**Goal**
Please rewrite the part of the listing below that opens with the line containing "of the concrete" and closes with the line containing "[(391, 49)]", swapping "concrete building" for "stone tower" and keeping everything else the same. Return only those lines.

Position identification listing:
* Begin *

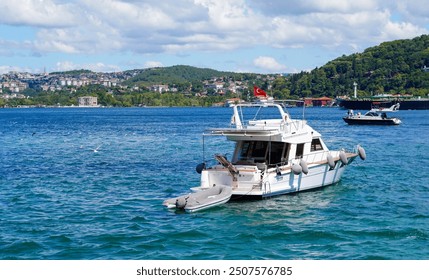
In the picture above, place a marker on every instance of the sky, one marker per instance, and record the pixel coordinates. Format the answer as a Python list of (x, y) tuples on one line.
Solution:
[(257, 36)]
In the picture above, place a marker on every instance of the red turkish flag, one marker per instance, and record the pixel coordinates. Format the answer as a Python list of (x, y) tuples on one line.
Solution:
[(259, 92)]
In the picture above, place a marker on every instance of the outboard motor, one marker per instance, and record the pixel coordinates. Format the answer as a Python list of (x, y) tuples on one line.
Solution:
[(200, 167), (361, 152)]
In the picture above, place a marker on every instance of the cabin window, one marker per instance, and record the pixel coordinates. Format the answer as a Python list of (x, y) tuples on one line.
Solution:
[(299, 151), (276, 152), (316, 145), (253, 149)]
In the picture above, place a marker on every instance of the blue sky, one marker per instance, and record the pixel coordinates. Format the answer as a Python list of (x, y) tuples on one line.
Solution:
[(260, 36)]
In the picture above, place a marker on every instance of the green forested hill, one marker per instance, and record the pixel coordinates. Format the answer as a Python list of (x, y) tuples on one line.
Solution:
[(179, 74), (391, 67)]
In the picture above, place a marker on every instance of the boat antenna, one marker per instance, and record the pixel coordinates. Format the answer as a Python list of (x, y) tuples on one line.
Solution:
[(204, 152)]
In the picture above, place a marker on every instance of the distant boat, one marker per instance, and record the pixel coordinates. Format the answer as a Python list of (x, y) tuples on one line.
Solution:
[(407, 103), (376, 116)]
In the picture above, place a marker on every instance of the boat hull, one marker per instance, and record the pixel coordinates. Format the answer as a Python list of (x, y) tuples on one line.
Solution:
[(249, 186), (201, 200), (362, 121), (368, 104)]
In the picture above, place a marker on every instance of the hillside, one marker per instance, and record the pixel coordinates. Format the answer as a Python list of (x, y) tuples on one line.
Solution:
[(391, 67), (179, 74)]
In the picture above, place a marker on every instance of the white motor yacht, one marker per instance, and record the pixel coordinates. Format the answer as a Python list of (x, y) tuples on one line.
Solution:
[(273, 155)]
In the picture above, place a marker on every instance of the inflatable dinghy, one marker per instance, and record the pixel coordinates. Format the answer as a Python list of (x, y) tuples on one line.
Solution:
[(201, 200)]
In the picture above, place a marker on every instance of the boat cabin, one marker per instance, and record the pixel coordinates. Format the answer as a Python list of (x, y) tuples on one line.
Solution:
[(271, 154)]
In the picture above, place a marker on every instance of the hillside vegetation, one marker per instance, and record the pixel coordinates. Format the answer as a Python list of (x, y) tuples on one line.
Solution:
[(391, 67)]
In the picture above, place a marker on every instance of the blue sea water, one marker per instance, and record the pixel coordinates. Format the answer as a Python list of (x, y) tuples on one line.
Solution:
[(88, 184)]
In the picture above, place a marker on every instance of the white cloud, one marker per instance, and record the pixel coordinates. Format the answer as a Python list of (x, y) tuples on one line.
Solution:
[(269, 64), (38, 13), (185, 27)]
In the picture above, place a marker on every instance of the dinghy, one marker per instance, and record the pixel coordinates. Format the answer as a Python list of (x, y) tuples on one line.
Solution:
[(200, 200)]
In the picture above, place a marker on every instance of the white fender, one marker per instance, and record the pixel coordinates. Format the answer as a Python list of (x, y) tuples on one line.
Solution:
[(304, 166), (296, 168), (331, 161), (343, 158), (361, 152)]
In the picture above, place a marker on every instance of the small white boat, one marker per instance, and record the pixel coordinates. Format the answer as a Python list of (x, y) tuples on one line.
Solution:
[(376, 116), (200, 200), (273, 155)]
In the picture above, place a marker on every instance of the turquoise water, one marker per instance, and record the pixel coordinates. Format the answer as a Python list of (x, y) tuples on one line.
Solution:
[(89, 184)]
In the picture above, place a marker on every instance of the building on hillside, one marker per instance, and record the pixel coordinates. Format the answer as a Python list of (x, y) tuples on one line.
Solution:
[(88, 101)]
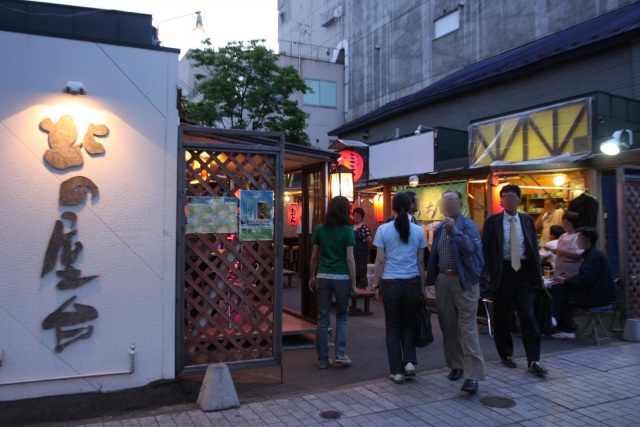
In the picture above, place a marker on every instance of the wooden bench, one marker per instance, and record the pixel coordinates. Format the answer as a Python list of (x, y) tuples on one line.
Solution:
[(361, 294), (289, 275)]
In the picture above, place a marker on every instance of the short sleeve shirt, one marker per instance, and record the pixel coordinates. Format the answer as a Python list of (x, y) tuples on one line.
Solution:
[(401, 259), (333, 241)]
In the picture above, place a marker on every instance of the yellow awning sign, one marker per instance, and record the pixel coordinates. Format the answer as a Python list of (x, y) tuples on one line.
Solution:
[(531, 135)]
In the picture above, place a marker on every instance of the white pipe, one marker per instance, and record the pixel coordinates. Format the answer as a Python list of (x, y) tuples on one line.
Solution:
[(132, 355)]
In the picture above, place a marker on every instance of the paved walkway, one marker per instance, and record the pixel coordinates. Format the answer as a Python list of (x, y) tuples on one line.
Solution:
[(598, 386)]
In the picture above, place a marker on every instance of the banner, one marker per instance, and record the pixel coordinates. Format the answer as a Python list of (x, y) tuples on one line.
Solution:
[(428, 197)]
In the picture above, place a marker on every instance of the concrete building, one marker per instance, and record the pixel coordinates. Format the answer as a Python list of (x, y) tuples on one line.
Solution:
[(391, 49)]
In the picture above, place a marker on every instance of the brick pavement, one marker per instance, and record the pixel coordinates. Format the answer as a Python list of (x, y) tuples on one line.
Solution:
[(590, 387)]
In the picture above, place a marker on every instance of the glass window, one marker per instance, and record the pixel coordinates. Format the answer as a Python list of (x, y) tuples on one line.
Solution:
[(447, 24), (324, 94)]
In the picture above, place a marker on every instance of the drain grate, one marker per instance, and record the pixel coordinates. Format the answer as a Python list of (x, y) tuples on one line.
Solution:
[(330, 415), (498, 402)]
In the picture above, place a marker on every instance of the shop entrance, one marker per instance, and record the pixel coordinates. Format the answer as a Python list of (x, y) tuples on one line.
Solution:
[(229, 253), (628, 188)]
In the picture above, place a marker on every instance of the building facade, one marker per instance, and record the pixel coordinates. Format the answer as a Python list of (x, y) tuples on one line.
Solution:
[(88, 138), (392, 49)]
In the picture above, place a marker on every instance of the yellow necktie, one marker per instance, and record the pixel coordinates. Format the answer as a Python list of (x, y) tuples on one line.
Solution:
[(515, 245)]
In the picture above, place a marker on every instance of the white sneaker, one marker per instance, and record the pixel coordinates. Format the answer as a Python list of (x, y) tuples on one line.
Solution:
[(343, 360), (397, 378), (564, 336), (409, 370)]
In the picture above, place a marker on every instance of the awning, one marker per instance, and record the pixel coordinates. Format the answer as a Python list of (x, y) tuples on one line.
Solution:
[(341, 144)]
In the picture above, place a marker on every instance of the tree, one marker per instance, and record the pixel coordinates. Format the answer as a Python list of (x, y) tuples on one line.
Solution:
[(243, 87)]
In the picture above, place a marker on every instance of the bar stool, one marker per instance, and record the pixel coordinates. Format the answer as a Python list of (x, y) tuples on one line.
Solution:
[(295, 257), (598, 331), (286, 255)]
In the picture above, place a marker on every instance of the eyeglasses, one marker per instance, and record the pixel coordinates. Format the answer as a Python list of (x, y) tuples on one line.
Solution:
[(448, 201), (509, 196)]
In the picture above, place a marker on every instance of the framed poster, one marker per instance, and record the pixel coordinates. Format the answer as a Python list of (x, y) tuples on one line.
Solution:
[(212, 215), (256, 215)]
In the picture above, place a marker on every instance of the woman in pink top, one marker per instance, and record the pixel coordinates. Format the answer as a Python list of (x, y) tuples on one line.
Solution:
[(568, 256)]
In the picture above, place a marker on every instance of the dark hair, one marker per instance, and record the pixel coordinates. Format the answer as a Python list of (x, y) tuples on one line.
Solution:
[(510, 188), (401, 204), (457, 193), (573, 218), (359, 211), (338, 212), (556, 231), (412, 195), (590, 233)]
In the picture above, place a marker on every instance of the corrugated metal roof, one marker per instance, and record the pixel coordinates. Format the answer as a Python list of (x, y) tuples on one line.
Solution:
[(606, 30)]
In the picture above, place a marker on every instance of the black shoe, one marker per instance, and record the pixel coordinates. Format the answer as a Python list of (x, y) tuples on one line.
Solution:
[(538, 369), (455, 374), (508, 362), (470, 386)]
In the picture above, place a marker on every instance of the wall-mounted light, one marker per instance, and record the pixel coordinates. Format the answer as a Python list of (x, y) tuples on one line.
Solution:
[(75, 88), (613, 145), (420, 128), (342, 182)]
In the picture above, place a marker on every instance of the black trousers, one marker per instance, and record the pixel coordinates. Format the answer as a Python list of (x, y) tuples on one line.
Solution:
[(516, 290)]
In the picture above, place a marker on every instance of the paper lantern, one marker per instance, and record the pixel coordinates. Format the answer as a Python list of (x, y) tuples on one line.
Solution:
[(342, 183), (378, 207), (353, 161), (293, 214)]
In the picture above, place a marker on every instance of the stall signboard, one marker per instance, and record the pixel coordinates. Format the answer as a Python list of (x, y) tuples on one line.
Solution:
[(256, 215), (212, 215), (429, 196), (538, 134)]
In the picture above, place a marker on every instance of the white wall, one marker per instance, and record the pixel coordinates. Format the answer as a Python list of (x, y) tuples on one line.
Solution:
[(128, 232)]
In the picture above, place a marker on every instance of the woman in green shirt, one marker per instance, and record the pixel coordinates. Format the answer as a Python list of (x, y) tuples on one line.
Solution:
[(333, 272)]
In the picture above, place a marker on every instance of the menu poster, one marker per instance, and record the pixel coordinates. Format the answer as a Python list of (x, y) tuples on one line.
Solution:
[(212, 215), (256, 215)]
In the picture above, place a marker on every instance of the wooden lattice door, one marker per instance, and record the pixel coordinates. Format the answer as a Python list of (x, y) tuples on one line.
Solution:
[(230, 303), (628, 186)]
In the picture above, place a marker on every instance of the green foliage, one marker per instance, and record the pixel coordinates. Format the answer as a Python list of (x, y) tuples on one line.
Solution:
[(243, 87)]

* End *

**Full output**
In the picture above, place a marker on every instance of the stone tower, one marker per instance, and record the pixel coordinates. Format the answer as a Python list of (x, y) tuples on one line.
Solution:
[(391, 49)]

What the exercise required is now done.